GIVEN TASK 1: Set down, word for word, the stretch of the passage on loving our enemies from "Discovering our deep" through "our deeper humanity.".

If Walter Wink is correct and this potential is an evolving potential within each of us, then we are much more than we think we are. (It should be noted that this potential is probably observable in Buddha, Muhammad and leaders of other spiritual traditions as well.) For this reason it is important to experiment with new ways of engaging our enemies. 

Discovering our deep Humanity is not mainly about belief but about practice. It's not about discovering “the truth” or trying to emulate some superhuman figure. It's about each of us living into our particular humanity with as much authenticity as possible. In a real sense, the exploration of ways we can love our enemies aids us in growing into our deeper humanity.

PROVIDED ENTRIES:
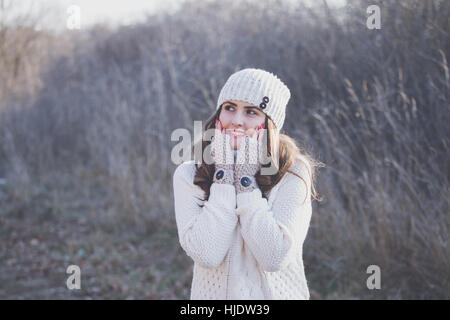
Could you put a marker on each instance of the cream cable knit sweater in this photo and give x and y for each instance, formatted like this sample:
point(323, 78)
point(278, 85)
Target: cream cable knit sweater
point(244, 246)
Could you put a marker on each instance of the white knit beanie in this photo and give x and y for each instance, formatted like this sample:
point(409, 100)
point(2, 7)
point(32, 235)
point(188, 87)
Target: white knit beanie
point(260, 88)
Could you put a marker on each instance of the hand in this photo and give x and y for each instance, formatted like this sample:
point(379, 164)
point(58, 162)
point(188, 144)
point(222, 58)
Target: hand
point(222, 155)
point(248, 160)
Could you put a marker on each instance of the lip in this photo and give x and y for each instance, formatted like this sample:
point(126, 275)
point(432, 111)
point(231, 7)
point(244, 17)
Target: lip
point(236, 133)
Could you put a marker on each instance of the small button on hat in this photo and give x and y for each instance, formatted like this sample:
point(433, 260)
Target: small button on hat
point(245, 181)
point(219, 174)
point(260, 88)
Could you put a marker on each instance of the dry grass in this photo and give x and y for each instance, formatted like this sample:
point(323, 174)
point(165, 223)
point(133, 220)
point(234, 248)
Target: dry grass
point(86, 155)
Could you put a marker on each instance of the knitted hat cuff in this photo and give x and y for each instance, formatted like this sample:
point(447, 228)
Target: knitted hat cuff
point(260, 88)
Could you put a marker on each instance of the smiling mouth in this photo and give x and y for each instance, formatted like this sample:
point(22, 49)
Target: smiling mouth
point(236, 133)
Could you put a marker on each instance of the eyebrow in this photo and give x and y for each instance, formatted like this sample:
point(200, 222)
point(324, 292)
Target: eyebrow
point(253, 107)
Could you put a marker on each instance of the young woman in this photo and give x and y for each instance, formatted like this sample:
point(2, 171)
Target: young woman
point(245, 228)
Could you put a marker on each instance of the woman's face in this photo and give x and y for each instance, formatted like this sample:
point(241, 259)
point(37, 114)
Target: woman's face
point(240, 118)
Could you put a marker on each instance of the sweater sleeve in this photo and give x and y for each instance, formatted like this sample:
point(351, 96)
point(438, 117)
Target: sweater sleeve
point(274, 234)
point(205, 233)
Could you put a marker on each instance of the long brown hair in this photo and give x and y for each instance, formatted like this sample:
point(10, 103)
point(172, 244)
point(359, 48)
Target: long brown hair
point(288, 150)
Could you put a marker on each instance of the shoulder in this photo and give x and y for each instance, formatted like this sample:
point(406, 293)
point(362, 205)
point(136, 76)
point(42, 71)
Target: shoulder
point(302, 167)
point(185, 172)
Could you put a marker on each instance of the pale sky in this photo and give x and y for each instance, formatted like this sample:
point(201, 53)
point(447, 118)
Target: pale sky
point(112, 12)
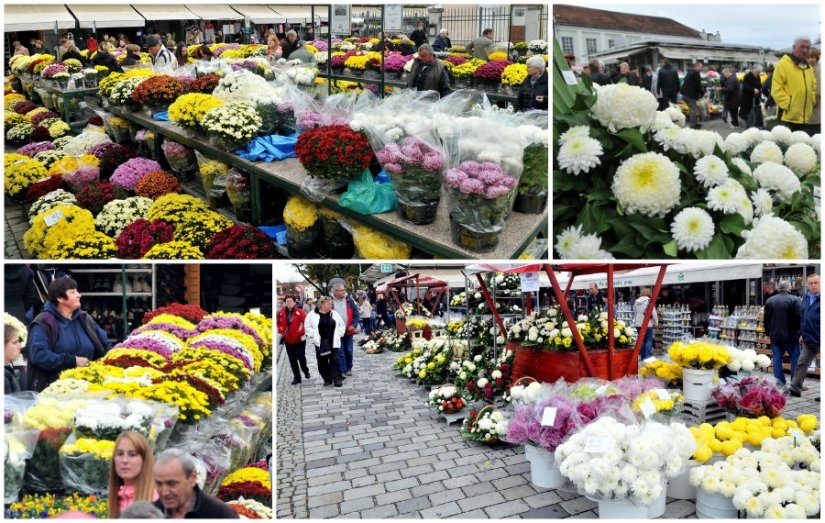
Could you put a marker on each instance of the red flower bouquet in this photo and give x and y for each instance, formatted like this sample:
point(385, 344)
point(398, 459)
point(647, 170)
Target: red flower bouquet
point(156, 184)
point(334, 152)
point(491, 71)
point(241, 242)
point(141, 235)
point(97, 194)
point(158, 91)
point(205, 84)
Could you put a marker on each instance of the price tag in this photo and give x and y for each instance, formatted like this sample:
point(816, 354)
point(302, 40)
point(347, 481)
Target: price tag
point(597, 444)
point(648, 408)
point(548, 418)
point(53, 218)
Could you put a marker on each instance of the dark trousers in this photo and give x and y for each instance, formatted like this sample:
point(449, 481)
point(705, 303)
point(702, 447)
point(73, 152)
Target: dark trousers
point(297, 357)
point(328, 366)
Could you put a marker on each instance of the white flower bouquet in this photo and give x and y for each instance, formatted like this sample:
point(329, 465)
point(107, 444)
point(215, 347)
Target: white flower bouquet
point(609, 460)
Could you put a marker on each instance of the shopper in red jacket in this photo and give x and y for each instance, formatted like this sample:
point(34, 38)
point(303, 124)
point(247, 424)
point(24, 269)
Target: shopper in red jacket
point(291, 327)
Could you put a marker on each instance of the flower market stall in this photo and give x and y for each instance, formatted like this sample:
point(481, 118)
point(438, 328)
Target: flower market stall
point(187, 378)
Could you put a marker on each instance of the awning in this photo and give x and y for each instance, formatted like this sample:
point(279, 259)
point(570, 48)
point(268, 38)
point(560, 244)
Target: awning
point(295, 14)
point(158, 12)
point(259, 14)
point(214, 11)
point(105, 16)
point(676, 274)
point(36, 17)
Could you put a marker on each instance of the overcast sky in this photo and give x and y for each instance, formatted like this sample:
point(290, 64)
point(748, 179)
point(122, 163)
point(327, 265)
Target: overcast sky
point(768, 25)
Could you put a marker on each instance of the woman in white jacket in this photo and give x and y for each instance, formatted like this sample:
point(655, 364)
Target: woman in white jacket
point(324, 328)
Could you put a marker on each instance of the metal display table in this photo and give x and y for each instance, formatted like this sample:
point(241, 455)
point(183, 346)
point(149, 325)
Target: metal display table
point(434, 239)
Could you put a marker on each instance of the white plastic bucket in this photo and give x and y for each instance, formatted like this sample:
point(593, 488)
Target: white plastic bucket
point(697, 384)
point(544, 471)
point(714, 506)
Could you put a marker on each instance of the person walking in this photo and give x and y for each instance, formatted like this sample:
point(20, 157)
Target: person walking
point(809, 337)
point(793, 87)
point(783, 314)
point(291, 326)
point(346, 307)
point(692, 92)
point(324, 330)
point(639, 309)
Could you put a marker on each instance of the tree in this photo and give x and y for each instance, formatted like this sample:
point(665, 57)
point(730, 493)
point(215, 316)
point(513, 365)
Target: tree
point(319, 275)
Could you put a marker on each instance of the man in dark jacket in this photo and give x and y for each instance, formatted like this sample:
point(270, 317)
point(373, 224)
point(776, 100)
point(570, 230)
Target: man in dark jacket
point(667, 82)
point(176, 482)
point(783, 314)
point(810, 334)
point(429, 74)
point(751, 109)
point(442, 42)
point(533, 92)
point(62, 336)
point(419, 36)
point(692, 92)
point(625, 76)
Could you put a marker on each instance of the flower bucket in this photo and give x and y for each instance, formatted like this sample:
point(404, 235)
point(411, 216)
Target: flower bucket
point(714, 506)
point(679, 487)
point(544, 470)
point(697, 384)
point(530, 203)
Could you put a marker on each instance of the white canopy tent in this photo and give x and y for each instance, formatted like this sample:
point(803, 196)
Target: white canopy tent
point(36, 17)
point(105, 16)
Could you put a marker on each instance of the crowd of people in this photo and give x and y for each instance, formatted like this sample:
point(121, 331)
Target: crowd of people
point(792, 88)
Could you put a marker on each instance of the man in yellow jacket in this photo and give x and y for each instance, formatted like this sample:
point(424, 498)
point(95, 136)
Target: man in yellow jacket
point(794, 86)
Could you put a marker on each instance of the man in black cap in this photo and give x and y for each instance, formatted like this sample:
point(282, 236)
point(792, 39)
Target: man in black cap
point(162, 58)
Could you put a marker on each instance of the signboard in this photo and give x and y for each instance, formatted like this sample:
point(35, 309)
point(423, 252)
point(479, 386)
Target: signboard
point(341, 24)
point(393, 18)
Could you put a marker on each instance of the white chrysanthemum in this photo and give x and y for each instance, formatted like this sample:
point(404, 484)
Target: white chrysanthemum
point(801, 157)
point(752, 135)
point(743, 166)
point(773, 238)
point(577, 131)
point(623, 106)
point(579, 155)
point(676, 115)
point(589, 247)
point(692, 229)
point(735, 144)
point(781, 135)
point(568, 238)
point(766, 152)
point(799, 137)
point(710, 170)
point(671, 138)
point(648, 184)
point(777, 178)
point(699, 143)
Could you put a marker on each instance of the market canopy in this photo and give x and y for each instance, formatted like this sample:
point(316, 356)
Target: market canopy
point(259, 14)
point(159, 12)
point(105, 16)
point(36, 17)
point(214, 11)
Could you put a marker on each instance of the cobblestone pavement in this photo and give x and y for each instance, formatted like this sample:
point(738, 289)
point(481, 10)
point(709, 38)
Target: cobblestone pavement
point(373, 449)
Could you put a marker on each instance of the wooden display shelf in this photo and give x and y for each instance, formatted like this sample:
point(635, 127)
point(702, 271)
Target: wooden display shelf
point(435, 239)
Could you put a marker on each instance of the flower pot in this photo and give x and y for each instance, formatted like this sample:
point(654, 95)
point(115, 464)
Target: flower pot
point(472, 240)
point(530, 203)
point(697, 384)
point(544, 470)
point(714, 506)
point(418, 214)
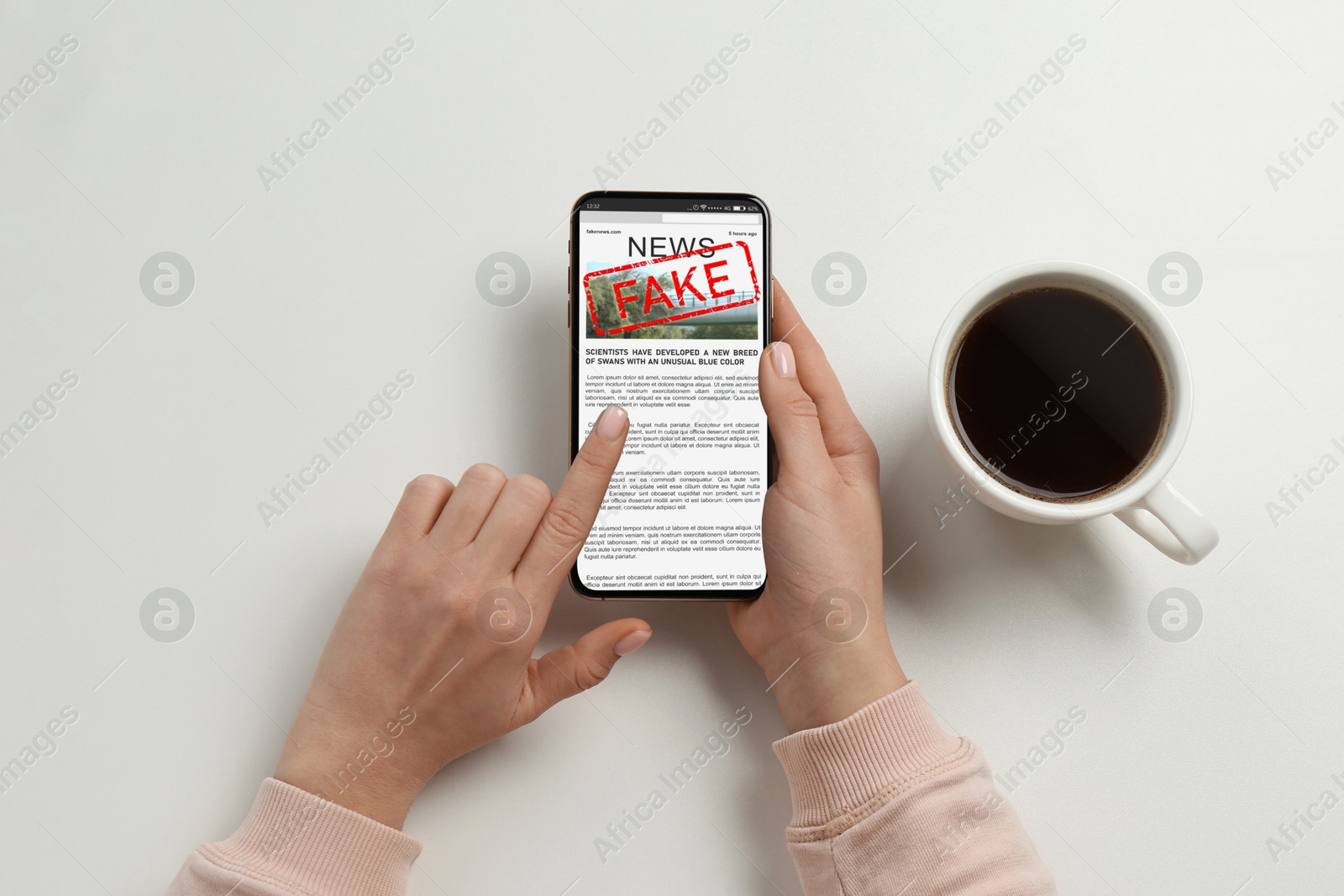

GIVEN TASK 2: From the rows, extract the stretch from the line that contains "Could you put a marker on each instance of the lip" through the line that contains "point(86, 155)", repeating each line without any change.

TASK ANSWER 1:
Discovering our deep Humanity is not mainly about belief but about practice. It's not about discovering “the truth” or trying to emulate some superhuman figure. It's about each of us living into our particular humanity with as much authenticity as possible. In a real sense, the exploration of ways we can love our enemies aids us in growing into our deeper humanity.

TASK ANSWER 2:
Could you put a marker on each instance of the lip in this photo and give x and y for each instance, formatted like this sample:
point(126, 275)
point(432, 111)
point(231, 7)
point(244, 17)
Target: lip
point(236, 133)
Could you put a marker on each instance of the small button on hat in this photo and give x and y for each instance, formatted like this sample:
point(433, 260)
Target: small button on hat
point(245, 181)
point(219, 174)
point(260, 88)
Could you put a marker on each instance of the dry grass in this photo and give x and y for each instance, formatted like this sample:
point(323, 174)
point(165, 223)
point(133, 220)
point(234, 248)
Target: dry grass
point(86, 155)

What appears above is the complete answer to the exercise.